## Text des Dokuments:
Karin Holenstein tauchte im Laufe der Jahre immer tiefer in die Birkenbihl-Methoden gehirn-gerechten Lernens ein, testete sie im Selbstversuch und kombinierte sie mit den Schullehrmitteln an ihrer Primarschule in bis zu fünf Klassen gleichzeitig. Es ist wohl schwerlich jemand zu finden, der mehr Erfahrungen in der schulischen Praxis mit dem gehirn-gerechten Lernen gesammelt hat als die Autorin dieses Bandes.
«2011 war Vera gesundheitlich nicht mehr in der Lage, für ein Seminar in die Schweiz zu fahren», schildert Karin Holenstein in einem Brief an mich, «sie verstarb am 3. Dezember 2011. Wir können sie in keiner Weise ersetzen, sie hat sich über 40 Jahre lang 365 Tage im Jahr für ihre Themen eingesetzt und nur dafür gelebt. Sie hatte keinerlei Familie mehr und war ganz allein. Dass sie uns zuletzt als ‹Freunde› bezeichnet hat, war schon etwas ganz Besonderes. Es war nicht immer leicht mir ihr. Asperger-geplagt hat sie Leute oft auch vor den Kopf gestoßen. Aber irgendwie haben wir uns immer wieder zusammengerauft, denn sie war auch ein ganz besonderer Mensch und fehlt uns heute immer noch sehr.» Sie trauerten um sie wie um ein Mitglied der Familie.

[Gespeicherte Dateneinträge]
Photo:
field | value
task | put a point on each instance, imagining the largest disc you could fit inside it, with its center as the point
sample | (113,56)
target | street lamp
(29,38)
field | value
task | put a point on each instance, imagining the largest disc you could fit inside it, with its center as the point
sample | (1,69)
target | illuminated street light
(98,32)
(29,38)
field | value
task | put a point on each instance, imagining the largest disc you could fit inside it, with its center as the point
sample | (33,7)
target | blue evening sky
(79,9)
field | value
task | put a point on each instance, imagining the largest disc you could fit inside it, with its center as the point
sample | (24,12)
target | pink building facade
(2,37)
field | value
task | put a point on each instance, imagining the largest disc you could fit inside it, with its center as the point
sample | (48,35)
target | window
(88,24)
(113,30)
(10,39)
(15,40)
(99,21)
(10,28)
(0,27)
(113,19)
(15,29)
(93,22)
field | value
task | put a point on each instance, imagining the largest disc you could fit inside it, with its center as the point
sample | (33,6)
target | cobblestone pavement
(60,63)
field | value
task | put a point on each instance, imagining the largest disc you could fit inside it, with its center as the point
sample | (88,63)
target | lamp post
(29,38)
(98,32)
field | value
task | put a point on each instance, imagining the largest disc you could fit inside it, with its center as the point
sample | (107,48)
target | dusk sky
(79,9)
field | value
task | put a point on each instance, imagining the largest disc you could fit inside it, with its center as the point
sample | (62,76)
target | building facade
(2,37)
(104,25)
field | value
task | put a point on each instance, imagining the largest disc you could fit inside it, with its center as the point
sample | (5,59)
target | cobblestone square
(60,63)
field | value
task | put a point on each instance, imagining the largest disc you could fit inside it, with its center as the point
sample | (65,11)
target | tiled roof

## Aufgaben:
(A) An welchem Tag starb Vera laut dem Text über Karin Holenstein?
(B) Erkläre mit Hilfe des Textes über Karin Holenstein, warum man sich mit Vera trotz aller Schwierigkeiten immer wieder zusammengerauft hat.
(C) Führe den Text über Karin Holenstein im Anschluss an seinen letzten Satz fort.
Die Einträge sind eigenständiges Material und gehören nicht zum Text.

## Schriftliche Antworten:
(A) Am 3. Dezember 2011.

(B) Es war nicht immer leicht mit Vera, da sie, vom Asperger-Syndrom geplagt, Leute oft vor den Kopf stieß. Man raufte sich dennoch immer wieder zusammen, weil sie auch ein ganz besonderer Mensch war.

(C)
Seither tragen Holensteins das gehirn-gerechte Lernen in die Schulen und Weiterbildungen. Und diese Lebensaufgabe «erfüllt mich», so Karin Holenstein, «mit großer Freude und einer sinnvollen Arbeit obendrein».
Birkenbihl sind viele Keynote-Speaker und Autoren nachgefolgt, wie Gerald Hüther, Gerhard Roth oder Manfred Spitzer. Keiner aber entfaltete je wieder diese bannende Faszination für lernende Entwicklung wie Vera F. Birkenbihl. Karin Holensteins Band knüpft daran an, bleibt aber nicht stehen beim Lehren der damaligen Techniken.
Vielmehr gelingt Karin Holenstein in diesem Band ein frischer Zugang zu den von Vera F. Birkenbihl angestoßenen Lernmethoden:
– Sie verbreitert das Material, indem sie es von dem ursprünglich für das Sprachenlernen gedachten Kontext auf alle Lernzusammenhänge weitet – was sich als wunderbare Bereicherung herausstellt, und
– sie befruchtet es durch die neuesten Erkenntnisse aus Hirn- und Kognitionsforschung. Spannend ist hier, dass es Karin Holenstein gelingt, zu zeigen, wie fundiert und auch aus aktueller wissenschaftlicher Perspektive richtig Birkenbihls Methoden sind.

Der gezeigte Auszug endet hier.